The task: Please pick out and copy every line of the records below that contains the word "suitcase".
----- Data lines -----
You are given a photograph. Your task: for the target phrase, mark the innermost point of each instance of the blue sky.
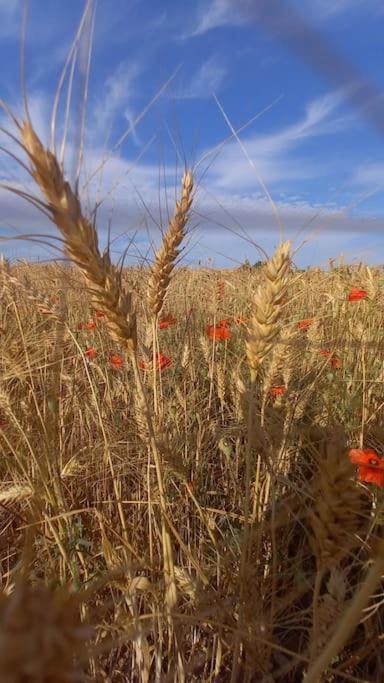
(314, 143)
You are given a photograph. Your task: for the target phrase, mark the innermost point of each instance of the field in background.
(270, 533)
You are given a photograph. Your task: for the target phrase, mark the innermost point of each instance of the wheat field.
(191, 472)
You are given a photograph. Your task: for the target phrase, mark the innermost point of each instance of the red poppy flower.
(241, 320)
(333, 360)
(369, 465)
(221, 289)
(356, 294)
(167, 321)
(278, 390)
(304, 324)
(220, 331)
(117, 361)
(162, 362)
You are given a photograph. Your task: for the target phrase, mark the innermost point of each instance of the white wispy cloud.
(208, 79)
(213, 14)
(9, 18)
(116, 100)
(327, 9)
(369, 176)
(272, 153)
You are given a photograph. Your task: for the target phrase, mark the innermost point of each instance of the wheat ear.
(105, 285)
(264, 324)
(167, 254)
(81, 243)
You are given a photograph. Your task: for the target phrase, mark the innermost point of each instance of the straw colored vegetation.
(222, 534)
(191, 466)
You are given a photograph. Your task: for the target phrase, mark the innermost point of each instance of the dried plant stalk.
(264, 323)
(81, 242)
(169, 250)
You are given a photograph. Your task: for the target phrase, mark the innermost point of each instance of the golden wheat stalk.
(264, 325)
(106, 288)
(167, 254)
(81, 242)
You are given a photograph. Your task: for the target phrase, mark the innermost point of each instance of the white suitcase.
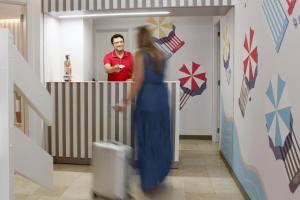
(111, 163)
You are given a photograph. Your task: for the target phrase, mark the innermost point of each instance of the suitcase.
(111, 161)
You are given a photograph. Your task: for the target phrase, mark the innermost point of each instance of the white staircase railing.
(17, 152)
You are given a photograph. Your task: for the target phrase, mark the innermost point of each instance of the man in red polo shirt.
(118, 63)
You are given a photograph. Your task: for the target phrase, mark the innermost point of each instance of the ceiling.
(11, 11)
(188, 11)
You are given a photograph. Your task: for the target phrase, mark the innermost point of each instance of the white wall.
(197, 34)
(88, 44)
(261, 171)
(73, 37)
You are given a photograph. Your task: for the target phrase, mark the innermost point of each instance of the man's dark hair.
(116, 36)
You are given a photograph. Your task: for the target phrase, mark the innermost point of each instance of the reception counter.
(83, 114)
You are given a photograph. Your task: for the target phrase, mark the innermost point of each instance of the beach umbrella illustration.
(192, 82)
(160, 26)
(282, 138)
(250, 65)
(226, 54)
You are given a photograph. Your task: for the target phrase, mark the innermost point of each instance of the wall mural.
(291, 5)
(276, 19)
(230, 147)
(226, 54)
(164, 35)
(250, 65)
(279, 123)
(193, 78)
(193, 82)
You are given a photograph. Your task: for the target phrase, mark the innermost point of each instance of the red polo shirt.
(126, 72)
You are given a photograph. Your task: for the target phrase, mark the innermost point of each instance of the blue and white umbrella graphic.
(278, 116)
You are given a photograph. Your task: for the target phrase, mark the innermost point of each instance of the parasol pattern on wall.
(291, 5)
(192, 82)
(279, 123)
(164, 35)
(250, 65)
(226, 54)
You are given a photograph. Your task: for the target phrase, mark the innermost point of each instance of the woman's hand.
(120, 107)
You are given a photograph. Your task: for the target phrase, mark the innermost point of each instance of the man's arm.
(111, 69)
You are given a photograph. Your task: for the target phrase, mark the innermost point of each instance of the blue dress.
(152, 122)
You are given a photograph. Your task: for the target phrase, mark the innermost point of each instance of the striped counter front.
(83, 114)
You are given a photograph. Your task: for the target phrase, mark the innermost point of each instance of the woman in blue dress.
(152, 116)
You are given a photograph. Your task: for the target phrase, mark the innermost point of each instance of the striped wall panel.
(83, 114)
(92, 5)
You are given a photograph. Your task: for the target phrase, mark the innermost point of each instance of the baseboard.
(196, 137)
(236, 180)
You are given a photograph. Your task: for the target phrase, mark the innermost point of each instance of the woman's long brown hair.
(145, 41)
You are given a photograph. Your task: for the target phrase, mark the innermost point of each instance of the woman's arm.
(138, 77)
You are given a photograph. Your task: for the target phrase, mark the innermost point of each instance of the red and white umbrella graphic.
(192, 82)
(251, 60)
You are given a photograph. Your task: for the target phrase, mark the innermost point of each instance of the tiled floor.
(201, 175)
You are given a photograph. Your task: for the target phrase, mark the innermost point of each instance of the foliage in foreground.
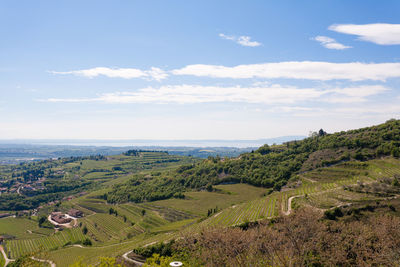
-----
Finished task:
You are given a photograph. Your task: for the target phrase, mark the innermost point of each instance of the white suitcase.
You are given a photograph. Your task: for the target phrase, mark the innermost point of each instance of the suitcase.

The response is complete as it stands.